▶ Aim of the exercise: The answer must be an exact reproduction of the lines from the start of the records below through the line containing "TARGET: green tablet", and nothing more.

▶ Extracted records:
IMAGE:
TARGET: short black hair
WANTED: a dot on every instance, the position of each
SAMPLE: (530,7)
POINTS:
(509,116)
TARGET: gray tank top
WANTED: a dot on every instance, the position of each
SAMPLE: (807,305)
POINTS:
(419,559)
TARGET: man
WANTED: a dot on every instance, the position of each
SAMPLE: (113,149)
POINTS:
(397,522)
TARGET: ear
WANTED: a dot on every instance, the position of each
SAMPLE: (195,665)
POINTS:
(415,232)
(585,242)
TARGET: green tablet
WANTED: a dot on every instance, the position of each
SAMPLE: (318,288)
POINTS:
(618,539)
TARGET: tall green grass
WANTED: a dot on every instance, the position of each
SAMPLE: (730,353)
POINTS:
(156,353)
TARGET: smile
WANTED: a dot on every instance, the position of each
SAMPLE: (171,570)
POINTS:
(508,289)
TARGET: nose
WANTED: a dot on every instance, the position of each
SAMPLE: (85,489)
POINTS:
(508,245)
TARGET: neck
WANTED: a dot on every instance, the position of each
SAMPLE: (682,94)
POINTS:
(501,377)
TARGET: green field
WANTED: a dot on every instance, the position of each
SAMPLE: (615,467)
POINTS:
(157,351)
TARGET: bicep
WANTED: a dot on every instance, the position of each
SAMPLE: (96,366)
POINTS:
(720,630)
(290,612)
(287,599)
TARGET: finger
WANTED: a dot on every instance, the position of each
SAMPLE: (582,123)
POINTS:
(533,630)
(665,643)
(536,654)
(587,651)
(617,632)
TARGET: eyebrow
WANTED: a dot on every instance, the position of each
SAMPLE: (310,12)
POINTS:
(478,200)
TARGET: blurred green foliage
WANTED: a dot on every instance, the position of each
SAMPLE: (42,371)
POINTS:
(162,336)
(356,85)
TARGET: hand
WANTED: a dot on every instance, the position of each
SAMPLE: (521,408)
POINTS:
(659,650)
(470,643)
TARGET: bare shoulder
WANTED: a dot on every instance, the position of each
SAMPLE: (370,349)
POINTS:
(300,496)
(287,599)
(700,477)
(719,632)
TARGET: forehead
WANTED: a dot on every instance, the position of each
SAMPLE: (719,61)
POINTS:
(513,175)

▶ Result of the task:
IMAGE:
TARGET: short black hair
WANTED: a dot on every instance, the position of each
SAMPLE: (530,7)
POINTS:
(509,116)
TARGET: gray tank top
WANTED: a dot on every instance, the position of each
SAMPLE: (807,305)
POINTS:
(419,559)
TARGET: man
WANTED: a dot on every instance, the position of each
SAMPLE: (113,149)
POINTS:
(397,522)
TARGET: ear
WANTED: a dot on every instance, the position of each
SAMPLE: (195,665)
POINTS:
(415,232)
(585,242)
TARGET: green tablet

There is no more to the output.